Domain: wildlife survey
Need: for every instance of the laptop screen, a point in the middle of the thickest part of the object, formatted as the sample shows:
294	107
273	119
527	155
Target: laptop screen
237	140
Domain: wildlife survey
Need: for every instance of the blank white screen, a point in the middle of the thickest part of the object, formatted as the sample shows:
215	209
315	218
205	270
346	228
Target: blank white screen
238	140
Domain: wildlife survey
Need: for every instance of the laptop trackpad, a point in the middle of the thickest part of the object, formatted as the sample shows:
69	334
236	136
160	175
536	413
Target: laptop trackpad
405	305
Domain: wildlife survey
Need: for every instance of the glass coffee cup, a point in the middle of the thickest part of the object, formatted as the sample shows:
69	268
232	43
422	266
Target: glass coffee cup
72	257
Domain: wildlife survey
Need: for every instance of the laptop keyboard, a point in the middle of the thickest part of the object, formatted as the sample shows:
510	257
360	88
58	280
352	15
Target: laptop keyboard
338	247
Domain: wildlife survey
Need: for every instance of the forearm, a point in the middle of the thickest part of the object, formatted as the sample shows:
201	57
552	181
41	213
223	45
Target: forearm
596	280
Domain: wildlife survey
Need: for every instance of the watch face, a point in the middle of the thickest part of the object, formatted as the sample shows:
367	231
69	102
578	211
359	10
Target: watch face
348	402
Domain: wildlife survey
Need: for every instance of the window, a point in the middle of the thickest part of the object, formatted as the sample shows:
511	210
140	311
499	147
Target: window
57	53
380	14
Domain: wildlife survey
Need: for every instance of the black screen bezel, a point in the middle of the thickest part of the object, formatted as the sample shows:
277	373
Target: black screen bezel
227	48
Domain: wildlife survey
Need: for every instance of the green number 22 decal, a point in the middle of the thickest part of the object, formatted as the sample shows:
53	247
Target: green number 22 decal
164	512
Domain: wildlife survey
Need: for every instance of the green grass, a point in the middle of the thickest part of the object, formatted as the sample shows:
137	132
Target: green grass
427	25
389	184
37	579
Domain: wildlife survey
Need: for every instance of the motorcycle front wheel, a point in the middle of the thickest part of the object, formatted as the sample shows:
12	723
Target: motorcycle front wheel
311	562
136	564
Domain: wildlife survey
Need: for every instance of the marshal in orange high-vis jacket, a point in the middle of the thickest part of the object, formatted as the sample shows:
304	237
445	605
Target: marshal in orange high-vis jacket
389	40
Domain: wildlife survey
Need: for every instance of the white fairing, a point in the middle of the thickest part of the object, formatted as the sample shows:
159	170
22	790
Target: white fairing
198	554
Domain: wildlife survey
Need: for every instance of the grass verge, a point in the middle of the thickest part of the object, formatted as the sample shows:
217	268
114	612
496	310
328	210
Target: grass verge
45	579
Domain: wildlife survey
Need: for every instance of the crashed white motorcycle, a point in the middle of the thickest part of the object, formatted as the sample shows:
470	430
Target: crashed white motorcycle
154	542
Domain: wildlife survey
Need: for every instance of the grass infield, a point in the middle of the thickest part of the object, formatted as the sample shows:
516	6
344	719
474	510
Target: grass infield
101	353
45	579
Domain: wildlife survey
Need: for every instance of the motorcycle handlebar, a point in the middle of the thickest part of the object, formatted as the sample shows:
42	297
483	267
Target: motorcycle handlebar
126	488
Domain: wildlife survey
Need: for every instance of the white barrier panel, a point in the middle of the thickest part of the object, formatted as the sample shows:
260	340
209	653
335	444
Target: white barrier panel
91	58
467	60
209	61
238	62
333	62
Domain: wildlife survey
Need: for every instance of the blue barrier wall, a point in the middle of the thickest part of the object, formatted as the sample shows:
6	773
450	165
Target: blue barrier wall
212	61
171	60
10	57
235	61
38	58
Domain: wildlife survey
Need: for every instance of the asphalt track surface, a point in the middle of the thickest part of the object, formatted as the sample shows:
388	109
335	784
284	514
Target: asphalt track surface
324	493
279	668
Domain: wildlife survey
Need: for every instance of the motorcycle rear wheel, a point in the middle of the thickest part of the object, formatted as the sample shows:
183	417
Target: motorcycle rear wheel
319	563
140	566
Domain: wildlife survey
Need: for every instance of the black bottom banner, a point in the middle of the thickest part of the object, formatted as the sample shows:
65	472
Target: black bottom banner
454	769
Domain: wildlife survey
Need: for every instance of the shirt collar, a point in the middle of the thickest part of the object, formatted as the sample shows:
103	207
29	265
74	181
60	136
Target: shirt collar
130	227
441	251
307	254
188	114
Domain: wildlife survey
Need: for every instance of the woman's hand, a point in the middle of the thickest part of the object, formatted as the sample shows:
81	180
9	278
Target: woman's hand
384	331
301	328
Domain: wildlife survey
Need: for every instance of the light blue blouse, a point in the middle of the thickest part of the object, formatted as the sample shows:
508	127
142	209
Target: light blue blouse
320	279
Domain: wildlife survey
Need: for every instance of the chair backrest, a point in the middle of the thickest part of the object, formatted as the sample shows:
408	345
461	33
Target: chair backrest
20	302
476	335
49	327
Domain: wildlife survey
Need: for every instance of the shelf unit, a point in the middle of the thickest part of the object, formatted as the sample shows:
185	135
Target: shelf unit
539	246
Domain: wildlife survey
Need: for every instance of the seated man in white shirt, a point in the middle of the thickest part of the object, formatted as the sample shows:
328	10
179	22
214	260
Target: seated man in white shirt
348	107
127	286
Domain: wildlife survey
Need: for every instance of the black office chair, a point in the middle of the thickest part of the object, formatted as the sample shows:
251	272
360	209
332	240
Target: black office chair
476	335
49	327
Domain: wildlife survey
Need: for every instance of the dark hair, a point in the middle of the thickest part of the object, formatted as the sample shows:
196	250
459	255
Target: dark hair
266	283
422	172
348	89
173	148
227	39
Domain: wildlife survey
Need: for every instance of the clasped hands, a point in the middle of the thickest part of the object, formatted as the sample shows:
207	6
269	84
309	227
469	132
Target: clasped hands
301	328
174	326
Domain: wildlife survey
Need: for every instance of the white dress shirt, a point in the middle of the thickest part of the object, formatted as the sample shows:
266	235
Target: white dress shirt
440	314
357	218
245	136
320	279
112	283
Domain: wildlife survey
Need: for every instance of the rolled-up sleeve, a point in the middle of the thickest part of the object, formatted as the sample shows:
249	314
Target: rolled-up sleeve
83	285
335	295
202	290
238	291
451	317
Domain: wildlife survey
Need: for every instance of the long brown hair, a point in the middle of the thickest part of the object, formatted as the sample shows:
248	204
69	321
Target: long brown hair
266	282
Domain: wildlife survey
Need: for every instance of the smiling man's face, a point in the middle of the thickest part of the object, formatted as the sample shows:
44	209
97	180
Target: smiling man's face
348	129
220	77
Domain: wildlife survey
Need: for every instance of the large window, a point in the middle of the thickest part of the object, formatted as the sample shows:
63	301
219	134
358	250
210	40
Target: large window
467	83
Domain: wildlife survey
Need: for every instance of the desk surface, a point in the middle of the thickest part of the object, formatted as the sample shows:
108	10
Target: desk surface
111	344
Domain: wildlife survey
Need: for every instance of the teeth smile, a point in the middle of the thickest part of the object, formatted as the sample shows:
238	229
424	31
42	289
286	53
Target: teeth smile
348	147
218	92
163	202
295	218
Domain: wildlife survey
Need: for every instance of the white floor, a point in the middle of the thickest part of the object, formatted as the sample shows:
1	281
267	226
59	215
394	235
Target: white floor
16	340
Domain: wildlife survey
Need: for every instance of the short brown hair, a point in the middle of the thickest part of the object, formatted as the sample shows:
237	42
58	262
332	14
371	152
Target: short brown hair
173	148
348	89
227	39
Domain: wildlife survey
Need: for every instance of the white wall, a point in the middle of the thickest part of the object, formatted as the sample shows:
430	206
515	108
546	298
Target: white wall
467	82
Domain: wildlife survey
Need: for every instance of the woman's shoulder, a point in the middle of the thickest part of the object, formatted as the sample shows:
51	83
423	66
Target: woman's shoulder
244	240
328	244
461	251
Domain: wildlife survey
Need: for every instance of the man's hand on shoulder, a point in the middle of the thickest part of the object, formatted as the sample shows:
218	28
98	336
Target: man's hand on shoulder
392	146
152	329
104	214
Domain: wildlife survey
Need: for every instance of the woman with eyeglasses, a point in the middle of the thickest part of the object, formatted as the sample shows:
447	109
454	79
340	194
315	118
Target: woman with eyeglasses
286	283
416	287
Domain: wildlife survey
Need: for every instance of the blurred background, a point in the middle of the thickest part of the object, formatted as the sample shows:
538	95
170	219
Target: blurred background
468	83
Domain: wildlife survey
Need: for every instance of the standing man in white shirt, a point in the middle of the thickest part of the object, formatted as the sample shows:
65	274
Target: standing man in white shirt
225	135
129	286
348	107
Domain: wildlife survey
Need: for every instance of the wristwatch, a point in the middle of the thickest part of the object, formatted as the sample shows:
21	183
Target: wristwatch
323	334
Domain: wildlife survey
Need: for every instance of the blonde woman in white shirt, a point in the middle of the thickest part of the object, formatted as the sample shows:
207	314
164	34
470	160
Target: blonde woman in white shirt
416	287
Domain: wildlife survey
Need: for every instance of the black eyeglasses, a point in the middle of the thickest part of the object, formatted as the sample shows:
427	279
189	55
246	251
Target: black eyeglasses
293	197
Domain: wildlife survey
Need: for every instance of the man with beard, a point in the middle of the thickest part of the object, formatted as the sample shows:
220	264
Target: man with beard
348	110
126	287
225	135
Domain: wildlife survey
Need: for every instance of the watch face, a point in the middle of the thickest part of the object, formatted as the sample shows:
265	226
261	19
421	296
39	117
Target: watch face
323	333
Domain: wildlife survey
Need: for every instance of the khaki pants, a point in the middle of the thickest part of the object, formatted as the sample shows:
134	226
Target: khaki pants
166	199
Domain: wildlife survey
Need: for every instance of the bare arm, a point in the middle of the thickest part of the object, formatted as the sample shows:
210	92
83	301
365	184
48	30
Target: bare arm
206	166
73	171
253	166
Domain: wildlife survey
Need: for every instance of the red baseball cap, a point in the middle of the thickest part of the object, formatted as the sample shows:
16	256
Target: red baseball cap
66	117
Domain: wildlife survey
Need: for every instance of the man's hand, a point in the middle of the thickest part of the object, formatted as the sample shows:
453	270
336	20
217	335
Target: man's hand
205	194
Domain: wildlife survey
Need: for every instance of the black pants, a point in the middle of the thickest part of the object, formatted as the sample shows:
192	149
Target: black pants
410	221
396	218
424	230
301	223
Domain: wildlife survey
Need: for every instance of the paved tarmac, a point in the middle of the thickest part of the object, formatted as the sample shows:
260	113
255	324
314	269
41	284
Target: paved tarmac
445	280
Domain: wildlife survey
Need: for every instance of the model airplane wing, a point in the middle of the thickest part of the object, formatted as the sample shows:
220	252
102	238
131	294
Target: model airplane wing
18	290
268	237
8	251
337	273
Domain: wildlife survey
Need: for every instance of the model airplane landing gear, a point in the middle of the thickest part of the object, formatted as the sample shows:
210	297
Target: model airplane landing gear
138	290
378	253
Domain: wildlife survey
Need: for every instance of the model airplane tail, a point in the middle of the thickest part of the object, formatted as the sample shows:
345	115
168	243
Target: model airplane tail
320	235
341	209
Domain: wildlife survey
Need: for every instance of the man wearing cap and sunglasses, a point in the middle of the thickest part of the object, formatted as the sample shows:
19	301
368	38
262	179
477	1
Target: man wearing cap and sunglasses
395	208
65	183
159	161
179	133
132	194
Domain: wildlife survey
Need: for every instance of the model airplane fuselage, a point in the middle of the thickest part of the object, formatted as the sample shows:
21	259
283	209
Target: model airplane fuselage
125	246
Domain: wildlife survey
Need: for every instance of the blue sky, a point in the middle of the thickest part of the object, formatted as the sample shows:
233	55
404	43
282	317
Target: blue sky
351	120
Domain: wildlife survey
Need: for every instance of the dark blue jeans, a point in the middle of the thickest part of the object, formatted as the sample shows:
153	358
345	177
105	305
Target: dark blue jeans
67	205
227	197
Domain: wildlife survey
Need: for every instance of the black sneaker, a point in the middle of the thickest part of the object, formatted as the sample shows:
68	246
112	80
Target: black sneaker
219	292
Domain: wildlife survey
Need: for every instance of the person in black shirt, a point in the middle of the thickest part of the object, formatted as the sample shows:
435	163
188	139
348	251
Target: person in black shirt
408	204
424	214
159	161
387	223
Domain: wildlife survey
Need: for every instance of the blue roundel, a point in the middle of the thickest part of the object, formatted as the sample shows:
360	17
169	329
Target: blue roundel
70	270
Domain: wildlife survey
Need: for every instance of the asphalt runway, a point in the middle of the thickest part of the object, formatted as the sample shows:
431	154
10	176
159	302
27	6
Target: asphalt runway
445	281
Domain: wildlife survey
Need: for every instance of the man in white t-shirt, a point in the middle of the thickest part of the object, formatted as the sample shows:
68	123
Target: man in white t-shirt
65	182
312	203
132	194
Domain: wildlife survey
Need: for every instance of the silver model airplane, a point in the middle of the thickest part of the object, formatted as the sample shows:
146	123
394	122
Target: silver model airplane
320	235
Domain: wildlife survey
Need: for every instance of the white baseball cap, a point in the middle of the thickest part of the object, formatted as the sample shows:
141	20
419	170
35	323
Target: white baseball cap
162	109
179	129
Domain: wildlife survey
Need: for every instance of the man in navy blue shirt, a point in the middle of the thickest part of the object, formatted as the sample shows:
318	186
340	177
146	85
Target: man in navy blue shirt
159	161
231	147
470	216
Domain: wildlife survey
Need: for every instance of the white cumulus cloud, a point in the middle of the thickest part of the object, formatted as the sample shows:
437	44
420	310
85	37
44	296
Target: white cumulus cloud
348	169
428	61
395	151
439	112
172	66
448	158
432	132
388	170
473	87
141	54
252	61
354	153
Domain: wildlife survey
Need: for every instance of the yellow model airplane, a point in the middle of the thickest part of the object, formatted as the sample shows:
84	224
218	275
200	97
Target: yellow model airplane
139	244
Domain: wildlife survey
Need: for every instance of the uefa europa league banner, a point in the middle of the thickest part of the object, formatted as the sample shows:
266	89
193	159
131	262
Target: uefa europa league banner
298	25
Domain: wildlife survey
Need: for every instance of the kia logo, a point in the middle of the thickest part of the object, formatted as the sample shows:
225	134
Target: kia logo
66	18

**Direction**
Which of the lines above contain the string "number"? Return each one in full.

**Written answer**
Need: for every instance of the green number 22 decal, a point in the middle of the thickest part of the object, formatted as the sample shows:
Target: green number 22 decal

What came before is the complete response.